* **TASK**
Copy the following data exactly and drop the pictures.

══ DATA PROVIDED

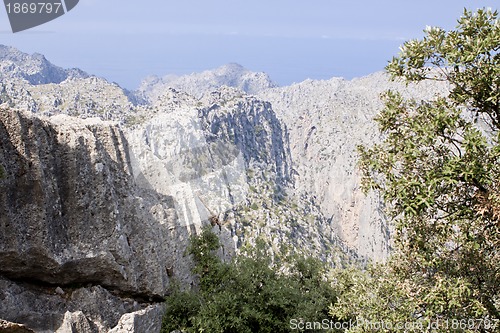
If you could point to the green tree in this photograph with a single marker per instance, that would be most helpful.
(249, 294)
(438, 170)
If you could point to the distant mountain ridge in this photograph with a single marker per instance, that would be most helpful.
(118, 181)
(35, 68)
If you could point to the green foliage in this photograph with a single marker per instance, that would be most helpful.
(439, 174)
(249, 294)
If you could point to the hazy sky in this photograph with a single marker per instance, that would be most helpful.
(125, 40)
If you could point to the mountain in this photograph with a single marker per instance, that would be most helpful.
(102, 188)
(34, 68)
(198, 84)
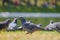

════

* **RESULT**
If you could point to the green tree in this photograph with a single marker per instance, that would be most helpful.
(249, 294)
(438, 170)
If you could point to the distant mountain ridge in this photograph with a single marker per instance, that would be most helpful.
(118, 181)
(35, 68)
If you could point to the green foliage in this photograph with a single marker per instance, that would be most helpful.
(439, 174)
(249, 294)
If you could point to the hazy sky in this photograph with a single marker per instance, that would be most helpful.
(125, 40)
If you could point to the mountain in this photograph with a single marker per instance, that would be most helpful.
(102, 188)
(34, 68)
(198, 84)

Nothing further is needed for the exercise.